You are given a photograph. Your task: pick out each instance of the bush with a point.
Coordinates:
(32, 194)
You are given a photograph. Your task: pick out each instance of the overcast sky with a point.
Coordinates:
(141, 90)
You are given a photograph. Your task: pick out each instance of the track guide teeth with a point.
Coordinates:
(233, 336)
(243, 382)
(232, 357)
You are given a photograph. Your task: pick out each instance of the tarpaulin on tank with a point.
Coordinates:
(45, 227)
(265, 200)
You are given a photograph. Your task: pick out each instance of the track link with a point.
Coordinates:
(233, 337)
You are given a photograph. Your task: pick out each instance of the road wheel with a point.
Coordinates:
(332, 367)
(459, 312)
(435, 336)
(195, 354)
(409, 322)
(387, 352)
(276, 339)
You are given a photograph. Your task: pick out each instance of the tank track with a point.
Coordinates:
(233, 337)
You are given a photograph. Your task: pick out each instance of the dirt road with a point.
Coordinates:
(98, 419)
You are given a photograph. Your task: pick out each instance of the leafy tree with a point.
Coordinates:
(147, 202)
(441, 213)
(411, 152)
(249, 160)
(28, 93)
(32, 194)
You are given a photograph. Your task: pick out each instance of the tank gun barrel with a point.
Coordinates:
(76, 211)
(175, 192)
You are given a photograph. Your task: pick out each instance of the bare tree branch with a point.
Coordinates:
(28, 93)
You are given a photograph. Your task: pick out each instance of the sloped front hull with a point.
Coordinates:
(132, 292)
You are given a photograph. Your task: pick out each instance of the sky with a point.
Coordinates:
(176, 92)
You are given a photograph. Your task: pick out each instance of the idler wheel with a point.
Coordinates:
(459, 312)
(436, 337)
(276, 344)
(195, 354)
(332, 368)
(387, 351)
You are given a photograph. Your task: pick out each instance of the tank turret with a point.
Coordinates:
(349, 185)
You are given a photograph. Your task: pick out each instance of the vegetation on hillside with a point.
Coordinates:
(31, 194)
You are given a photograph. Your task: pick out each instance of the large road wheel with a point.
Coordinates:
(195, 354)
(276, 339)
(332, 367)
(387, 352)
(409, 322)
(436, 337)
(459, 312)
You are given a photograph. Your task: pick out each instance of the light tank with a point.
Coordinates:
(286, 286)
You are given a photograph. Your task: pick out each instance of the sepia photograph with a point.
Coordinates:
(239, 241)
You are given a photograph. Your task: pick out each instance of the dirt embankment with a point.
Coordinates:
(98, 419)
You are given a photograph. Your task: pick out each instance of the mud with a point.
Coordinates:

▬▬▬▬▬▬▬▬▬▬

▸ **ACTION ITEM**
If a line in the listing has "tree" in it, report that line.

▸ **WRITTEN RESPONSE**
You are given a photograph. Your task: pick out each instance of the leafy tree with a point.
You are given a photograph. Your task: pick out each instance of the bare tree branch with a point.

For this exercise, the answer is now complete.